Document section:

Metadata-Version: 2.1
Name: CIBer
Version: 0.0.6
Summary: A Comonotone-Independence Bayesian Classifier
Home-page: https://github.com/ross1456/CIBer-Package.git
Author: Kaiser & Ross
Author-email: rosscooper@link.cuhk.edu.hk
License: MIT
Classifier: Programming Language :: Python :: 3
Classifier: License :: OSI Approved :: MIT License
Classifier: Operating System :: OS Independent
Requires-Python: >=3.7
Description-Content-Type: text/markdown
License-File: LICENSE
Requires-Dist: numpy
Requires-Dist: pandas
Requires-Dist: scipy
Requires-Dist: scikit-learn

# CIBer
This package is an implementation of:<br />
Paper: Comonotone-Independence Bayes classifier (CIBer)  <br />
Author: Yongzhao CHEN, Ka Chun CHEUNG, Nok Sang FAN, Suresh SETHI, and Sheung Chi Phillip YAM

This is the user guide for Comonotone-Independence Bayesian Classifier (CIBer). CIBer is a supervised learning model which deals with multi-class classification tasks. The continuous feature variables are discretized and those categorical ones are encoded via the proposed **Joint Encoding**.

Extracted information:
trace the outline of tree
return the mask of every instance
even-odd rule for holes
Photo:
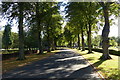
[[[3,17],[8,21],[16,19],[18,21],[18,29],[19,29],[19,57],[18,60],[24,60],[24,34],[23,34],[23,19],[25,15],[30,10],[29,3],[25,2],[3,2],[2,3],[2,11]]]
[[[100,59],[103,60],[107,60],[107,59],[111,59],[110,55],[109,55],[109,32],[110,32],[110,20],[109,20],[109,16],[110,16],[110,12],[116,12],[116,10],[118,10],[118,4],[114,3],[114,2],[100,2],[99,3],[102,7],[102,11],[103,11],[103,16],[104,16],[104,27],[102,30],[102,48],[103,48],[103,55],[100,57]],[[116,4],[116,5],[114,5]],[[112,5],[112,6],[111,6]],[[114,11],[113,9],[114,8]],[[117,11],[118,12],[118,11]],[[116,15],[116,14],[115,14]]]
[[[4,32],[3,32],[3,37],[2,37],[2,45],[3,48],[8,49],[9,46],[12,44],[11,42],[11,25],[6,25]]]

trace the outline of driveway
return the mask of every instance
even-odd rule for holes
[[[101,80],[93,67],[75,51],[63,49],[48,58],[3,74],[3,79]]]

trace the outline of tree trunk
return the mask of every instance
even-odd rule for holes
[[[109,14],[108,14],[108,3],[102,3],[102,7],[103,7],[103,14],[104,14],[104,19],[105,19],[105,25],[103,27],[102,30],[102,48],[103,48],[103,55],[100,57],[100,59],[102,60],[107,60],[107,59],[111,59],[111,57],[109,56],[109,31],[110,31],[110,24],[109,24]]]
[[[38,32],[38,47],[39,47],[39,53],[38,54],[42,54],[43,49],[42,49],[41,31]]]
[[[92,45],[91,45],[91,25],[89,23],[89,26],[88,26],[88,53],[92,53]]]
[[[49,26],[47,26],[47,52],[50,52],[50,35],[49,35]]]
[[[39,47],[39,53],[38,54],[42,54],[43,53],[43,49],[42,49],[42,38],[41,38],[41,26],[40,26],[40,15],[39,15],[39,6],[38,6],[38,2],[36,3],[36,22],[37,22],[37,29],[38,29],[38,47]]]
[[[78,49],[80,50],[80,35],[78,34]]]
[[[19,57],[18,60],[24,60],[24,34],[23,34],[23,3],[19,2]]]
[[[81,38],[82,38],[82,51],[85,51],[84,34],[82,29],[81,29]]]

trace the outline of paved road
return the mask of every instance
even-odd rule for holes
[[[34,62],[3,74],[3,78],[69,78],[101,80],[93,67],[76,52],[66,49],[46,59]],[[23,79],[22,79],[23,80]]]

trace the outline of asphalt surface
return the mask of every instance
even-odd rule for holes
[[[60,50],[48,58],[3,74],[3,79],[101,80],[93,67],[73,50]]]

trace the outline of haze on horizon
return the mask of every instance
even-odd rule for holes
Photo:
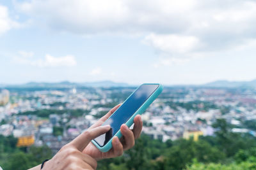
[[[0,84],[256,78],[256,2],[0,2]]]

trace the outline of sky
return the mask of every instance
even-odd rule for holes
[[[0,84],[249,81],[255,53],[255,1],[0,1]]]

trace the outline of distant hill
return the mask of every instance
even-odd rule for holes
[[[29,82],[21,85],[4,85],[4,87],[58,87],[58,88],[72,88],[74,87],[128,87],[130,85],[125,83],[114,82],[111,81],[100,81],[93,82],[84,82],[84,83],[74,83],[68,81],[56,82],[56,83],[48,83],[48,82]]]
[[[204,87],[256,87],[256,80],[248,81],[230,81],[219,80],[203,85]]]

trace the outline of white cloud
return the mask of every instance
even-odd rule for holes
[[[14,60],[20,64],[30,65],[40,67],[72,67],[77,64],[75,57],[66,55],[64,57],[55,57],[49,54],[46,54],[43,59],[33,59],[33,52],[24,51],[19,52],[20,57],[14,58]]]
[[[15,6],[39,27],[60,32],[140,36],[170,63],[256,39],[251,0],[31,0]]]
[[[34,56],[33,52],[19,51],[19,53],[24,58],[31,58]]]
[[[92,76],[99,75],[102,73],[102,70],[100,67],[97,67],[97,68],[92,69],[90,72],[90,74],[92,75]]]
[[[7,7],[0,4],[0,35],[19,26],[18,22],[10,18]]]
[[[172,65],[182,65],[189,62],[191,59],[184,58],[160,58],[157,63],[153,64],[155,68],[159,68],[162,66],[171,66]]]
[[[147,36],[143,43],[157,50],[170,53],[184,53],[199,47],[200,41],[195,36],[177,34],[156,34]]]

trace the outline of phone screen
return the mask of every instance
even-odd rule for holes
[[[110,125],[110,130],[94,139],[100,146],[104,146],[119,131],[140,106],[158,88],[158,84],[143,84],[141,85],[102,125]]]

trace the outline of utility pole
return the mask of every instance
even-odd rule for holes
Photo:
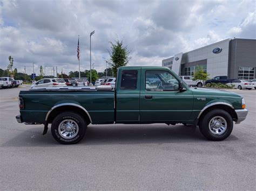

Tasks:
a: What Python version does the CIBer package description require?
b: List every package that the CIBer package description names as a required dependency.
Answer from the CIBer package description alone.

Correct answers:
a: Python 3.7 or newer.

b: numpy, pandas, scipy, scikit-learn